Return, character for character, the rows from the very first line through the line that contains "[[528, 762]]", including that line. Give back only those lines and nothing more.

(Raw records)
━━━━━━━━━━━━━━━━

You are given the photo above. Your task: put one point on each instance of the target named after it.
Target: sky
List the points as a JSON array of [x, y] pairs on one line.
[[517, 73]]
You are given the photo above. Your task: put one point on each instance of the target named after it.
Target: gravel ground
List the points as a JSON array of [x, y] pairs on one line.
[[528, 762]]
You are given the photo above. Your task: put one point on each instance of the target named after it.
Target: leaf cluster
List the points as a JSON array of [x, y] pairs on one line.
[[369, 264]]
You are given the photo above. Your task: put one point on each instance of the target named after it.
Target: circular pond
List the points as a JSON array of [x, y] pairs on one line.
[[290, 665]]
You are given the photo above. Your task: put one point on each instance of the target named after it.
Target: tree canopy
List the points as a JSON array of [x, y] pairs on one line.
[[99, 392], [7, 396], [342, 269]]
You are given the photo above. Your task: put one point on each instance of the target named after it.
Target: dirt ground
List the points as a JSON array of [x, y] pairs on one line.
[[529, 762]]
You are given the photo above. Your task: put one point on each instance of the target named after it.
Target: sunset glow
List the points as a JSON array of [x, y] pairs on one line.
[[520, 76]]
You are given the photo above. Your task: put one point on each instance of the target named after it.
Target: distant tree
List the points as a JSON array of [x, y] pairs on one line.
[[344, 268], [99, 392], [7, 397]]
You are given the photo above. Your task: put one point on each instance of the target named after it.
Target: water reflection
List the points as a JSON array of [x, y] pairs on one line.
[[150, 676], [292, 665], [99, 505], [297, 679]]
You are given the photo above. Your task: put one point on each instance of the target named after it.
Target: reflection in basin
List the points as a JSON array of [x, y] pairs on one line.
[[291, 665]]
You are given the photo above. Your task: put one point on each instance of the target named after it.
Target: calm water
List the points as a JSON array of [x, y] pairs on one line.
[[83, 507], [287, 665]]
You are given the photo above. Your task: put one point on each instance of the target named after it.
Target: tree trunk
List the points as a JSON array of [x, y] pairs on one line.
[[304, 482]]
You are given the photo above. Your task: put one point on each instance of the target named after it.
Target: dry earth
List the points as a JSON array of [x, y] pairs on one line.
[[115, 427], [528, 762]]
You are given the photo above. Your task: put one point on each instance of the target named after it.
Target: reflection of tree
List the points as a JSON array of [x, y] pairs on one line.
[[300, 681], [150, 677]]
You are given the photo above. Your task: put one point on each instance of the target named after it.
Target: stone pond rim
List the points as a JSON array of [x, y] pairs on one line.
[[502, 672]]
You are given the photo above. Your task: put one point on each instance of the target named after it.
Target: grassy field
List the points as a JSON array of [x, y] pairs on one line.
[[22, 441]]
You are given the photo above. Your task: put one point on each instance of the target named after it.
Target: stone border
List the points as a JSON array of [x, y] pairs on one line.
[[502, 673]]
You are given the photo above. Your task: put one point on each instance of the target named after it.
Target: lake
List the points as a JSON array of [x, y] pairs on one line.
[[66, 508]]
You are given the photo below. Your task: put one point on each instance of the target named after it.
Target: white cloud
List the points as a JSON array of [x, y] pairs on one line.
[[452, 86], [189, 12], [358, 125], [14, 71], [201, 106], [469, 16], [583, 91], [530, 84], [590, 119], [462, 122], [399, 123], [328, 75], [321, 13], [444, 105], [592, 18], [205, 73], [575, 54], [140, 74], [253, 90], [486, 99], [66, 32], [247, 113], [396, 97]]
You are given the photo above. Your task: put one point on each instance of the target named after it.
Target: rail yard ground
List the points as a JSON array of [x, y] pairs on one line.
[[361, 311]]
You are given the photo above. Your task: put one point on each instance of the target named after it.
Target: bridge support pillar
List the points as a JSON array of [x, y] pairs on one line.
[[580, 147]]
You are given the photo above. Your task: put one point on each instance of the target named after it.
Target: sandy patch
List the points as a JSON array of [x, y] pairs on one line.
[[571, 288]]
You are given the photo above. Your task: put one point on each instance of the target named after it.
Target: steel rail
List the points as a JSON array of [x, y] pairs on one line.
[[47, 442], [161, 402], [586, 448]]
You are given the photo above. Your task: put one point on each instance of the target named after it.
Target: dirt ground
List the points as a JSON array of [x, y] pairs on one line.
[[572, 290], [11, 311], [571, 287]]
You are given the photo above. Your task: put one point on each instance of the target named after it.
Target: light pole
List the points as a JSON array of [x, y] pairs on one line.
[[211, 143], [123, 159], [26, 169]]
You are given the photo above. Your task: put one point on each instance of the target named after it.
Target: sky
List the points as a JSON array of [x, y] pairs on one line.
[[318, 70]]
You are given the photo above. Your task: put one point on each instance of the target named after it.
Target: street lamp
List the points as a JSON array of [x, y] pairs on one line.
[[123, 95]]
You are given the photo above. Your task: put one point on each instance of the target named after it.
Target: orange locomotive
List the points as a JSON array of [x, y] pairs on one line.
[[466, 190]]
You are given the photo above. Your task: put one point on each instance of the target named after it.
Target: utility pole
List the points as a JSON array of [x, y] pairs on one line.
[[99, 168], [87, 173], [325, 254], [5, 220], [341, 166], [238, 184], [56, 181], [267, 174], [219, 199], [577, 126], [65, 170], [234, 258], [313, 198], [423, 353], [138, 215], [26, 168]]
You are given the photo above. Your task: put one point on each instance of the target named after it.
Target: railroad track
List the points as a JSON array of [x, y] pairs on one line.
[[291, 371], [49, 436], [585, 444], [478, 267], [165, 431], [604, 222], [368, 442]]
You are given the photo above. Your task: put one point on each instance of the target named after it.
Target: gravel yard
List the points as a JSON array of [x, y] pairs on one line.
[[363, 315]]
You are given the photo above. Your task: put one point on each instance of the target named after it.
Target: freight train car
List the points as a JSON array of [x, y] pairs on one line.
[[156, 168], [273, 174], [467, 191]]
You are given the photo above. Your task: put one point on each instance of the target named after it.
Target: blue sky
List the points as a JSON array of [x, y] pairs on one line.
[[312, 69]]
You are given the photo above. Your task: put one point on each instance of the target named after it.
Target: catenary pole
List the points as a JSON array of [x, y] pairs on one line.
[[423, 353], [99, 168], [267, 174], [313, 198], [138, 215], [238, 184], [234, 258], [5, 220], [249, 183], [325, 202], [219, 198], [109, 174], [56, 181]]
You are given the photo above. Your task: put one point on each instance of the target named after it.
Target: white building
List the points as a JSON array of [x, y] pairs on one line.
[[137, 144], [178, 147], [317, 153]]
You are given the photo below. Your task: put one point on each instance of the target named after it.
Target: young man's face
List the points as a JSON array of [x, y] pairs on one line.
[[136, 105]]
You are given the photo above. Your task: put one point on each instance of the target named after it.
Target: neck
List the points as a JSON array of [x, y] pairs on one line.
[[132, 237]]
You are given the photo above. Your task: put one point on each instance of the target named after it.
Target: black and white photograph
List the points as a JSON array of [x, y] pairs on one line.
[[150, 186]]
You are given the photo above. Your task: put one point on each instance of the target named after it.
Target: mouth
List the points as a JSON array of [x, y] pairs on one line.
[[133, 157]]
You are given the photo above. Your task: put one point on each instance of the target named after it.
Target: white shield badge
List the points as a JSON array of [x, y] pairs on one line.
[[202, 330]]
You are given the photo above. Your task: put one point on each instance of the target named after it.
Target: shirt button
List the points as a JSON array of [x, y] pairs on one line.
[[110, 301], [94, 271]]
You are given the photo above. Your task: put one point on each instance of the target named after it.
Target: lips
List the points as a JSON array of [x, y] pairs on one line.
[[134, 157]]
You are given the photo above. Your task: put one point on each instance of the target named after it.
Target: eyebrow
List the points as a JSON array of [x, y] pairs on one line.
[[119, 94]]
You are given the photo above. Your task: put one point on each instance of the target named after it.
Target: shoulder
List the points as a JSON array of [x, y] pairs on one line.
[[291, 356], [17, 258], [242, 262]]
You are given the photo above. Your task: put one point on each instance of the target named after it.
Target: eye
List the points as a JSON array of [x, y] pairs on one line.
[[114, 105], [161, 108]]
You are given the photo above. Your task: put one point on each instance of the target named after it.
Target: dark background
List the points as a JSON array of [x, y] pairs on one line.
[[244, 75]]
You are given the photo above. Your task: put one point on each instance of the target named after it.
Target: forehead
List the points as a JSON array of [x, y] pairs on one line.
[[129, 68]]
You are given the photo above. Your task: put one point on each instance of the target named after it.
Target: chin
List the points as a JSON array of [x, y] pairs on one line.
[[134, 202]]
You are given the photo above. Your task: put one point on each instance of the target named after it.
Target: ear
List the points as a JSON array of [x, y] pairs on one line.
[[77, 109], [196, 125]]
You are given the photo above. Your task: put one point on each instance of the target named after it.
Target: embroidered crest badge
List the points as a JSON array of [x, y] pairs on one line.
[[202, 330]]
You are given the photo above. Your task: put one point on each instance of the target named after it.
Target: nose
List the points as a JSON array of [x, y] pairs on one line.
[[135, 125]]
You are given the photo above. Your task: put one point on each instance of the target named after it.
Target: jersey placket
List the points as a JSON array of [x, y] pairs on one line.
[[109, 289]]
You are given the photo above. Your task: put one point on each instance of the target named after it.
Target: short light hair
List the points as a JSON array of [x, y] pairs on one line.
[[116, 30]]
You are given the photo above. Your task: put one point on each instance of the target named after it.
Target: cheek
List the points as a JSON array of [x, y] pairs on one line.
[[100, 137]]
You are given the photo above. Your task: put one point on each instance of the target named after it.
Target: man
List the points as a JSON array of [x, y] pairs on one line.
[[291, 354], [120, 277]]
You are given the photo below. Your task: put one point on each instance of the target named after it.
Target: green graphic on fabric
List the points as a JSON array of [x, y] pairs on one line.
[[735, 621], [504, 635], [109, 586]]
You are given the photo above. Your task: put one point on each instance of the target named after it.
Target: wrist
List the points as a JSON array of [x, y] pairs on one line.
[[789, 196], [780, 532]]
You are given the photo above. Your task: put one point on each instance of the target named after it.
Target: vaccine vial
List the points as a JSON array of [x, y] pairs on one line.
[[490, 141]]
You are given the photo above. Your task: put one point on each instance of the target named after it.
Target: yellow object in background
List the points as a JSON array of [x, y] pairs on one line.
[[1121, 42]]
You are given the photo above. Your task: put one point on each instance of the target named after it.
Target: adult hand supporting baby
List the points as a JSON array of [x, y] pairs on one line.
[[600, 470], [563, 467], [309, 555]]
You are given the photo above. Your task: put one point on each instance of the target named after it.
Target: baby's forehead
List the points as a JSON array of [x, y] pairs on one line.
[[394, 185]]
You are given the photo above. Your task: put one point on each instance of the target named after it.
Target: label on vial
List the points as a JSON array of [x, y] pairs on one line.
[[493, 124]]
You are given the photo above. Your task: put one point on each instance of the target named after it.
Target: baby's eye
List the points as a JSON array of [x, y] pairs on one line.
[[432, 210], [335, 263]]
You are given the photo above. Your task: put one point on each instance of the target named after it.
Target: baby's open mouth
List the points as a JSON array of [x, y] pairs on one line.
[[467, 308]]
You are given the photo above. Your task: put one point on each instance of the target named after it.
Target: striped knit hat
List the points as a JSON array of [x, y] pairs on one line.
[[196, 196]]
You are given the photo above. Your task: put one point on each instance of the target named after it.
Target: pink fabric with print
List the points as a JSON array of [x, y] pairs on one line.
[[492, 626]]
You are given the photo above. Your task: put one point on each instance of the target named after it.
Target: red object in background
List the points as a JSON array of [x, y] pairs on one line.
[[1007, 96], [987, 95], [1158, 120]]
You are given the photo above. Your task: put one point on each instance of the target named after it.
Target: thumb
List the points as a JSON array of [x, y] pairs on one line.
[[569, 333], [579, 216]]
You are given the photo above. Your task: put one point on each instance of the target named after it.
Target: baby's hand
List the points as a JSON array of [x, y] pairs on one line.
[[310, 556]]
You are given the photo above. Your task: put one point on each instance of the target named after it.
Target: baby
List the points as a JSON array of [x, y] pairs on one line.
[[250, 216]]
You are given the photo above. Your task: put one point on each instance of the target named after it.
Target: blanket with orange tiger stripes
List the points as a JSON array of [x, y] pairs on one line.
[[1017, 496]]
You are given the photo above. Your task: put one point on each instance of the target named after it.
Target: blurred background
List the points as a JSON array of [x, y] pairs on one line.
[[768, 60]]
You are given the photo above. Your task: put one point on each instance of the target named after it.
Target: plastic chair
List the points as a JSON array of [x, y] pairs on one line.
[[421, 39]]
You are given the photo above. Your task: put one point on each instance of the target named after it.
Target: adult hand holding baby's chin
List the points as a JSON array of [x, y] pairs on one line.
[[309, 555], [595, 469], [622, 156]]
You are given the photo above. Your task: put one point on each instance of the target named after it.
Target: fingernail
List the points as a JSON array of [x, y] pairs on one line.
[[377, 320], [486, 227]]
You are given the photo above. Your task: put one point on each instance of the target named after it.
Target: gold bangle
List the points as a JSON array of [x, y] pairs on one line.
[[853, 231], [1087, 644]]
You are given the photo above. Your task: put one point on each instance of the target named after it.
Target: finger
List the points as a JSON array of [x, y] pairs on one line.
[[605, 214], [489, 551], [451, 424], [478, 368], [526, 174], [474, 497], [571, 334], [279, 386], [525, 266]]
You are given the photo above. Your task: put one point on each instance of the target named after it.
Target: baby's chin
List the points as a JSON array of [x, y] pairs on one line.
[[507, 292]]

━━━━━━━━━━━━━━━━

# Output of the task:
You are given the photo above. Your task: put one point on each instance of the target named after it.
Target: sky
List the points as a JSON array of [x, y] pairs on one line.
[[517, 73]]
You are given the photo above. Your task: put one point on each instance of the target named after it.
Target: gravel ground
List the points as a JSON array of [x, y] pairs on one line.
[[528, 762]]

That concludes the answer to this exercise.